* What you should do *
Repeat the records word for word, from the line with "Find the snow-covered" up to and including their final line.

* Extracted data *

+++++

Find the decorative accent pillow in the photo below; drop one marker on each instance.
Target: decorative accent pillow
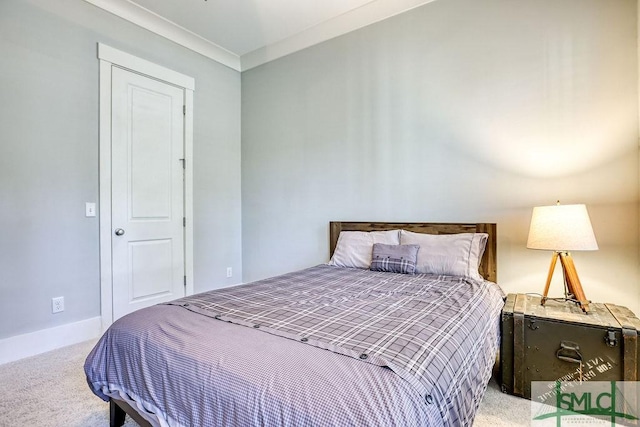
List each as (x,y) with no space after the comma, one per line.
(354,247)
(450,254)
(394,258)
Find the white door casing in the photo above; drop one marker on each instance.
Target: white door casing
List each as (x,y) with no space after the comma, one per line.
(143,192)
(146,191)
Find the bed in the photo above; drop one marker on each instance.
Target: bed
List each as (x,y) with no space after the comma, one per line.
(334,344)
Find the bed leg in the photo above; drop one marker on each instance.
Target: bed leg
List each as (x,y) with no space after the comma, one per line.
(116,415)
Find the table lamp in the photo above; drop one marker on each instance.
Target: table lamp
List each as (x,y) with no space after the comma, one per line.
(563,228)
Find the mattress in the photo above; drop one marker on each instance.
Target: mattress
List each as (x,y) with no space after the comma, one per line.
(201,360)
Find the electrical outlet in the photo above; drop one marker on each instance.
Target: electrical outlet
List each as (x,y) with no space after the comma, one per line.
(89,209)
(57,304)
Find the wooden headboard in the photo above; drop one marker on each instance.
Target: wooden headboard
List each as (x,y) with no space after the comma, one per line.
(488,264)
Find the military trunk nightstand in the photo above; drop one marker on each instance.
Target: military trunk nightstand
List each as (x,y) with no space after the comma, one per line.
(558,341)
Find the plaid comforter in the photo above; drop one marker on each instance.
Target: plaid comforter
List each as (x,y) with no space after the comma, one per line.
(430,330)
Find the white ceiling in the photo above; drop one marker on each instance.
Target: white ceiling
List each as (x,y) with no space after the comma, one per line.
(246,33)
(242,26)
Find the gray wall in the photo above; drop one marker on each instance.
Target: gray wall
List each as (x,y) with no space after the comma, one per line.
(455,111)
(49,158)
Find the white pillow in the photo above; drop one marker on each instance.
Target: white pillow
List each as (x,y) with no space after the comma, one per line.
(450,254)
(354,248)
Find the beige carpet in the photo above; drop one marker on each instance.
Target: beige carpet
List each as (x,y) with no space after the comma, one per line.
(50,390)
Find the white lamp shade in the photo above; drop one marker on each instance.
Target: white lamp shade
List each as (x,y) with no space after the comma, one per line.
(561,228)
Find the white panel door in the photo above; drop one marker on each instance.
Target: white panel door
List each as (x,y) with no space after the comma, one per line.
(147,203)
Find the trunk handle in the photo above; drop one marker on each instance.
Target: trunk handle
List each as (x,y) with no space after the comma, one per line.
(569,352)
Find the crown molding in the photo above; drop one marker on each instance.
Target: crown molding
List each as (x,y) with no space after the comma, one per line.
(365,15)
(155,23)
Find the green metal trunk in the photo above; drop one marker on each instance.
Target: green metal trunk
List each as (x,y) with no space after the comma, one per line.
(558,341)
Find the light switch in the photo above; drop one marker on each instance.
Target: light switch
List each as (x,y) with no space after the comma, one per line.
(89,209)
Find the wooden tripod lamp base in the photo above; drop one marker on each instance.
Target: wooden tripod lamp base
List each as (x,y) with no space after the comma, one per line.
(573,287)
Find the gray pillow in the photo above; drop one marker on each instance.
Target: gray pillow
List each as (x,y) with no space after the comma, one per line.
(394,258)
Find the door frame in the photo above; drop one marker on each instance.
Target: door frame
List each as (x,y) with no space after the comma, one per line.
(110,57)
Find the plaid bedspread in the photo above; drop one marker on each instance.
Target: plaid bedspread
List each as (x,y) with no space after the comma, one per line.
(437,333)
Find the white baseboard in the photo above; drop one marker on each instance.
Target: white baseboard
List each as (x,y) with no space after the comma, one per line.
(21,346)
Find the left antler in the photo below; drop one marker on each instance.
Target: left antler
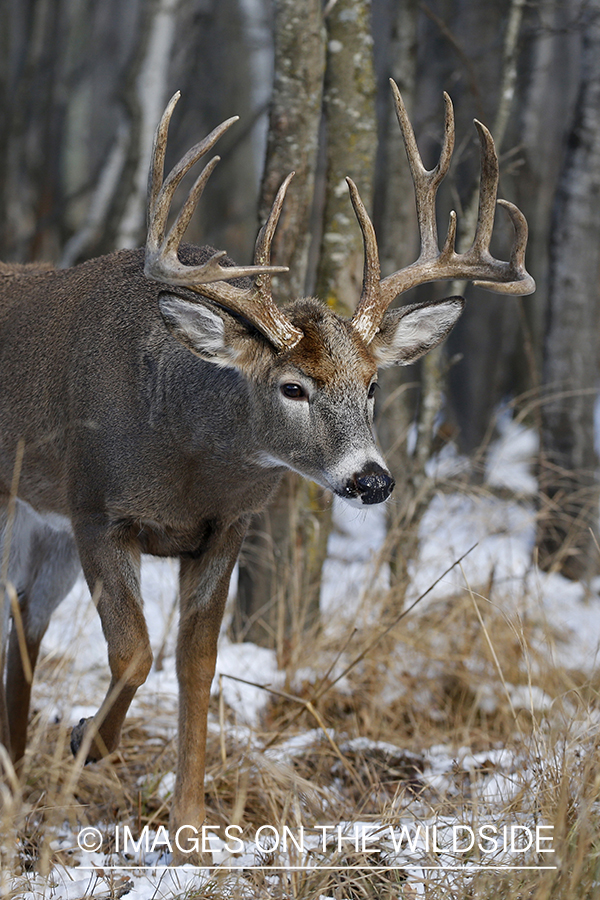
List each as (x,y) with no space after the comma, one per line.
(433,264)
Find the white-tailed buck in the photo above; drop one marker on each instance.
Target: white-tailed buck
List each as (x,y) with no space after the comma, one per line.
(150,401)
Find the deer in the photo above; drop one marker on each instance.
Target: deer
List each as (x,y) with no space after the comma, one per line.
(151,401)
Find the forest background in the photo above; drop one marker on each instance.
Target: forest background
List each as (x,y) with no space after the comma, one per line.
(83,83)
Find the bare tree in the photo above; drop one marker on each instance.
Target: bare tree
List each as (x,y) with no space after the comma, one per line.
(568,477)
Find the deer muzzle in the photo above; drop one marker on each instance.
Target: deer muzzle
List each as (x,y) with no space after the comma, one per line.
(373,484)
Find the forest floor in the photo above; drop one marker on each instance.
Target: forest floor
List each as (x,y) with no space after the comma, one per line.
(447,752)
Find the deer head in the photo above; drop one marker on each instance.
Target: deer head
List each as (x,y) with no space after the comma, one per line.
(317,371)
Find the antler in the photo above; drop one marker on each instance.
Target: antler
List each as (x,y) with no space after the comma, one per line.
(477,264)
(163,264)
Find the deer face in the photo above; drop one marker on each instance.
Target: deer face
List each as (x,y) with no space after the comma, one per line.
(312,406)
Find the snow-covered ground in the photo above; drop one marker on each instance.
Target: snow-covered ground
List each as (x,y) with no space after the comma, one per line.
(497,535)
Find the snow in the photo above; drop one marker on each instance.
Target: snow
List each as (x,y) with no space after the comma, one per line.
(497,534)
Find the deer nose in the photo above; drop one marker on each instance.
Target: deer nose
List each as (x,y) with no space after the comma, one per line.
(373,484)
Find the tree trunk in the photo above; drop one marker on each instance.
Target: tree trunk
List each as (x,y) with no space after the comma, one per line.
(568,481)
(283,554)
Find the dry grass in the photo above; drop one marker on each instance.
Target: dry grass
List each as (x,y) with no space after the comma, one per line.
(445,677)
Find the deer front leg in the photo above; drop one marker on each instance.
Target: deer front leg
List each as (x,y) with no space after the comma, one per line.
(204,583)
(111,565)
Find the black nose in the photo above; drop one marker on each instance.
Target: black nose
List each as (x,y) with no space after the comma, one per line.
(373,484)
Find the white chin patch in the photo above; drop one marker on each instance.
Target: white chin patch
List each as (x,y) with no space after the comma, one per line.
(353,501)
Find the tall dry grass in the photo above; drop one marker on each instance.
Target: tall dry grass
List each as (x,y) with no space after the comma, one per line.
(442,678)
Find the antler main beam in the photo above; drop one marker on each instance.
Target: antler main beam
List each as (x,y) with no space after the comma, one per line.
(163,264)
(476,264)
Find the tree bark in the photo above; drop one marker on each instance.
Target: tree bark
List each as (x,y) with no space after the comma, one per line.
(568,480)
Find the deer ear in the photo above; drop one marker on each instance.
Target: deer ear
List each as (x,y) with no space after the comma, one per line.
(408,333)
(198,327)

+++++

* The output *
Find the snow-covered ground in the photo above; drop one marker on each instance.
Target: snow-covered ground
List each as (x,y) with no space after the comma, one per line.
(497,535)
Find the snow in the photo above; drop one marker on each instance.
Target: snow
List each as (x,y) with no space after the comma, one per line.
(497,534)
Find the deer nose in the photo above; drop one marker on each instance.
Target: deer nose
List each as (x,y) with no space after the comma, one per line.
(373,484)
Find the tree trunk in the photo above; drop one marker on each instance.
Target: tree trunk
List each as (x,y) with no space after the comma, one per line.
(568,481)
(283,554)
Find the dry grass in the photo above; drop one marker on each instance.
Target: dry grass
List each as (x,y) with no space after the comma, one per line.
(445,677)
Find the deer front leg in the photo above; drop one marker on each instance.
Target: deer front leg
List each as (x,y) with no space after the comma, one per line.
(204,583)
(111,565)
Find the black nose in the photo above; drop one marker on each instance.
Target: black nose
List each as (x,y) with no space after the comma, one per line.
(373,484)
Find the white chin patch in the photo above; drop one marker on each instance.
Target: white chin patch
List each as (x,y) with no space after the comma, one per line.
(353,501)
Find the tall dry grass in the photo above; drop one marker on each instance.
Target: tall dry grass
List each as (x,y) with no space after the comma, one per line.
(442,678)
Find the antler main beam in the photo above; drop one marker on each instance.
Target: antler main beam
List each as (x,y) with no space after the comma, one per line.
(163,264)
(476,264)
Find the tree bark in the photo above; drop one marker on each instance.
Target: tree bark
List each as (x,y) with no space after the comma, one per line.
(568,480)
Find the deer ear in the photo above; drop one marker on each instance.
Target: deer ear
List each as (x,y) with no space after the comma, one per line.
(408,333)
(198,327)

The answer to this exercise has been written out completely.